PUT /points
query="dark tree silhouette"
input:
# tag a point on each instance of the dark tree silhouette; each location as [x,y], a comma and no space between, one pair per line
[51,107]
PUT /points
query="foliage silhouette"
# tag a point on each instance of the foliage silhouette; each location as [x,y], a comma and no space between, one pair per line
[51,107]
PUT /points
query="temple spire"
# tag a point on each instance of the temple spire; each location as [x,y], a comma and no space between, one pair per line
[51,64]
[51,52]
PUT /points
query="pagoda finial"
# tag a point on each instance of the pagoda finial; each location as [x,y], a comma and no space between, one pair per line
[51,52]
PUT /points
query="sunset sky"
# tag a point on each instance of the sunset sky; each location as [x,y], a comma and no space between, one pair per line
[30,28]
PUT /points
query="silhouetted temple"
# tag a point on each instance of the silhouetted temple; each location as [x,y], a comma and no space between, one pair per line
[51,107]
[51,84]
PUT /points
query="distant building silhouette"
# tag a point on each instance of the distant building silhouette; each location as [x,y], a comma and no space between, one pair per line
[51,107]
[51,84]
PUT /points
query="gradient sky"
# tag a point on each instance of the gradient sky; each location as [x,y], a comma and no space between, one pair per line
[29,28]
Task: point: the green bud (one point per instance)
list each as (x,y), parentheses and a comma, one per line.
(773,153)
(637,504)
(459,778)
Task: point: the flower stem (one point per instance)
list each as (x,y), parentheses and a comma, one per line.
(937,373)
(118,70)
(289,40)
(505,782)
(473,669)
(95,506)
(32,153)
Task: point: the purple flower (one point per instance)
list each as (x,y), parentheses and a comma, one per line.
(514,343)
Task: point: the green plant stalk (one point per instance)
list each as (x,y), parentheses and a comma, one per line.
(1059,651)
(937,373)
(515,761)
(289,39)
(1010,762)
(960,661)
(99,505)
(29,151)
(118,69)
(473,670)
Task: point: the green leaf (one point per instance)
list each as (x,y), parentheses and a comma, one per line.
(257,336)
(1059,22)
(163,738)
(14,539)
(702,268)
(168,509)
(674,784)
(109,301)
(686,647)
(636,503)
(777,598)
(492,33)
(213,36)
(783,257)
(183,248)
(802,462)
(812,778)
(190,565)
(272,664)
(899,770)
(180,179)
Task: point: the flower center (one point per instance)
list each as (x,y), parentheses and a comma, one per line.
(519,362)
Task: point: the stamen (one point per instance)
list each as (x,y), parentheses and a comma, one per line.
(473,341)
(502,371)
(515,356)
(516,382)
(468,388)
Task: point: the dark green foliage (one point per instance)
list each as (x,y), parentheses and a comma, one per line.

What needs to be done:
From the data above, output only the lines between the line containing "# tag a point on each instance of the sunset" and the line containing "Task: point: the green plant", inclusive, exactly as written.

Output of the exercise:
# tag a point on each instance of the sunset sky; each location as [x,y], a comma and no space between, one pair per line
[30,28]
PUT /points
query="silhouetted temple"
# tag a point on each instance of the silhouetted temple; each location as [x,y], a comma and no space between, one pair per line
[51,107]
[51,84]
PUT /points
query="distant building silhouette"
# tag a point on each instance of the distant building silhouette; each location as [x,y], a comma and no space between, one pair per line
[51,107]
[51,84]
PUT /points
query="gradient sky"
# tag a point on each instance of the gradient sky; each location as [x,y], a comma and no space between, one pair per line
[29,28]
Task: point: the green bud (one point per instance)
list each as (x,y), parentheses and a comma, one per line.
(773,153)
(637,504)
(459,778)
Task: point: the flower stem (one point per instance)
list each as (x,y), parentheses and a comma, one per line.
(937,373)
(118,70)
(289,40)
(505,782)
(473,669)
(95,506)
(32,153)
Task: point: the purple flower (one point per instance)
list each as (x,y), parentheses and a comma, one per line.
(514,343)
Task: point: the green plant stalk (one point per instance)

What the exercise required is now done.